Write out again every line of the records starting with the line with "[output] one dot per instance, form <point>445,249</point>." and going on through the line with "<point>50,199</point>", offsetting each coordinate in the answer points by adding 138. Leave the sample point in each [output] line unchanged.

Records for the task:
** START **

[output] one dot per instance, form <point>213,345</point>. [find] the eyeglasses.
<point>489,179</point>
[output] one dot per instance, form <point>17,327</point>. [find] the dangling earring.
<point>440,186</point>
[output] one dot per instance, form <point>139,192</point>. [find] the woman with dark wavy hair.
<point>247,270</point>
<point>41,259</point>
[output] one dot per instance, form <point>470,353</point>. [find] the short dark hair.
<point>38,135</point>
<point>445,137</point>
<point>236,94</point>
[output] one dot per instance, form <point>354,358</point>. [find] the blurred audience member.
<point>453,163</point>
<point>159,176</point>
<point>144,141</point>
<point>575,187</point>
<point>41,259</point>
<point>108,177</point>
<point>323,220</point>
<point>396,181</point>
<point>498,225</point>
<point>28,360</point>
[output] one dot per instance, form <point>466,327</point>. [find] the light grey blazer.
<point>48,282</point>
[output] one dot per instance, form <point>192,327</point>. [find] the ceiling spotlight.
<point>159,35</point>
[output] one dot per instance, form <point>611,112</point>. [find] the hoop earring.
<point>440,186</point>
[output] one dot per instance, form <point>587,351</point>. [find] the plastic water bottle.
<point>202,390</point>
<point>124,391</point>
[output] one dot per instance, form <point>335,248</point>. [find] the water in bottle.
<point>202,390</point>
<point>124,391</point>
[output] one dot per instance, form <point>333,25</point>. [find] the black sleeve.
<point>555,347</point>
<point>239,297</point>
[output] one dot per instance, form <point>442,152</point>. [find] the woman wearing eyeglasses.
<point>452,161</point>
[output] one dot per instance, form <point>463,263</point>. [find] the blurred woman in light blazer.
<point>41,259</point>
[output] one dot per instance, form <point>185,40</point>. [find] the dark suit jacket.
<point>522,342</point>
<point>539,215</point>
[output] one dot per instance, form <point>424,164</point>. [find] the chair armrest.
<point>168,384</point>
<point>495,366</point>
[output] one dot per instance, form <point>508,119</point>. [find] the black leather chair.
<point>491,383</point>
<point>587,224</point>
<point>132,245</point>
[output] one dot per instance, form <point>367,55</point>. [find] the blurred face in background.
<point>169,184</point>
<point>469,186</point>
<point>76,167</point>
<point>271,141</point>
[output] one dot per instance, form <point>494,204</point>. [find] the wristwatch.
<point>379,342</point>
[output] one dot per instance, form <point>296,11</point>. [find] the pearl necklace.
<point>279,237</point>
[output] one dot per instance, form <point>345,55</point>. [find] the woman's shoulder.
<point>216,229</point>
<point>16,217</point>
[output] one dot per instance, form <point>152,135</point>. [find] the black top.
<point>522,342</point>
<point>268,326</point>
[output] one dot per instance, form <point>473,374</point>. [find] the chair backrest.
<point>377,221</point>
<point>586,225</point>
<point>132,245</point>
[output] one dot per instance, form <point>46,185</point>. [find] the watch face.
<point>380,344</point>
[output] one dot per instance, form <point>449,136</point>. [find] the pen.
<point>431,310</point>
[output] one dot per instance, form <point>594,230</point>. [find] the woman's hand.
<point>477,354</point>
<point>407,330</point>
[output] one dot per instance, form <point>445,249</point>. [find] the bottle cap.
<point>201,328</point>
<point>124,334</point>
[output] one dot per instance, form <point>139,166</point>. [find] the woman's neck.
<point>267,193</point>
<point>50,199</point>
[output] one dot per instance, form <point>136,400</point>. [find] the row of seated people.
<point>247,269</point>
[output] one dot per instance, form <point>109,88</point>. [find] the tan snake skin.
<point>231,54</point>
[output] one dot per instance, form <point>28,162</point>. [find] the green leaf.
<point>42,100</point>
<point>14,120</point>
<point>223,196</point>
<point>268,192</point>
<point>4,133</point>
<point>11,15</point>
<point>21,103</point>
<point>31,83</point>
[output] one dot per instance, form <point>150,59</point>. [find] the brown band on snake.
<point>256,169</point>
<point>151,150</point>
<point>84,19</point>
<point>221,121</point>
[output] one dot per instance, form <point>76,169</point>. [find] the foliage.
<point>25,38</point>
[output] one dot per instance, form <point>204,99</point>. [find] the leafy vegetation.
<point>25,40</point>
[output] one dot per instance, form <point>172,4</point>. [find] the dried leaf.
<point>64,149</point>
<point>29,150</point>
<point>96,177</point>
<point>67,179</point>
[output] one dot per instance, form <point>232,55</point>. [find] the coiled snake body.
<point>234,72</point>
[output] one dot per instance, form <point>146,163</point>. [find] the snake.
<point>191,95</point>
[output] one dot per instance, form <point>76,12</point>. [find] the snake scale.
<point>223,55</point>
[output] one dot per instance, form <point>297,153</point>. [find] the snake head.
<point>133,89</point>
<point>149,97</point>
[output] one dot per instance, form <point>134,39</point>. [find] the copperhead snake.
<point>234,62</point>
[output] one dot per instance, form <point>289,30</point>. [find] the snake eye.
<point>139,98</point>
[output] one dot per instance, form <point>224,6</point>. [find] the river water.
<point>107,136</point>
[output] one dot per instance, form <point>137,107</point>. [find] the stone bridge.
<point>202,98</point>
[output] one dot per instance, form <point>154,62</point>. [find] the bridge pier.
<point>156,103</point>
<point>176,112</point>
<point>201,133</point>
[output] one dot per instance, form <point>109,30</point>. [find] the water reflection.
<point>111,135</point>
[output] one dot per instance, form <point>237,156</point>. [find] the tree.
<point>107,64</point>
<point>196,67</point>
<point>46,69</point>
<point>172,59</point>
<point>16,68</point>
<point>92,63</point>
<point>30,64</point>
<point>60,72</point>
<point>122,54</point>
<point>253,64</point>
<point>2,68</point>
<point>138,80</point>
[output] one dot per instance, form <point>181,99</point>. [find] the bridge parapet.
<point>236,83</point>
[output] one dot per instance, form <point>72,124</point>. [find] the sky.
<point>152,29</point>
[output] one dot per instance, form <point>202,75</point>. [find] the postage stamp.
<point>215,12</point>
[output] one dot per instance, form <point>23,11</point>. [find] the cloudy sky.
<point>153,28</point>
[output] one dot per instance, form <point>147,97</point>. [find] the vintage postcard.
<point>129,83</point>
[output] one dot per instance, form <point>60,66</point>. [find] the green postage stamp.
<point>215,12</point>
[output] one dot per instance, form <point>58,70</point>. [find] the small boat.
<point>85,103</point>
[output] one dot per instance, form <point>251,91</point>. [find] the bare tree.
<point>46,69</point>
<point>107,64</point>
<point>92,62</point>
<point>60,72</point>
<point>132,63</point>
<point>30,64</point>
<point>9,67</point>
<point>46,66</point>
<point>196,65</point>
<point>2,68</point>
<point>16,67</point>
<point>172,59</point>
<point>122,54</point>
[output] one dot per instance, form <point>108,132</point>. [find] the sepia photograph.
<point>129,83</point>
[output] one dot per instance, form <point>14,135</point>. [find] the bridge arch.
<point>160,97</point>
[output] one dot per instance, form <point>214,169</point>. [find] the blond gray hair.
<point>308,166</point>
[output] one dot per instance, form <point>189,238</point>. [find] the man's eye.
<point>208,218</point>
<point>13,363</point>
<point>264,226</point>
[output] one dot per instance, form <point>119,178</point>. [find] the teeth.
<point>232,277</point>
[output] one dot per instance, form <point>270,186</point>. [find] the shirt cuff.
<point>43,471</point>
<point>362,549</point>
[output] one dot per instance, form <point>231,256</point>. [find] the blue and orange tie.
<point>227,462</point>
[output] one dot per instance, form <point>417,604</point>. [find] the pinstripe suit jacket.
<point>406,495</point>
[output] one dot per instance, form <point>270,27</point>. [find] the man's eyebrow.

** END **

Task solution:
[output] one dot per instance, form <point>445,249</point>. [find] the bottle cap.
<point>339,466</point>
<point>262,472</point>
[output] one dot per instance, form <point>139,166</point>. [find] the woman's neck.
<point>405,331</point>
<point>188,337</point>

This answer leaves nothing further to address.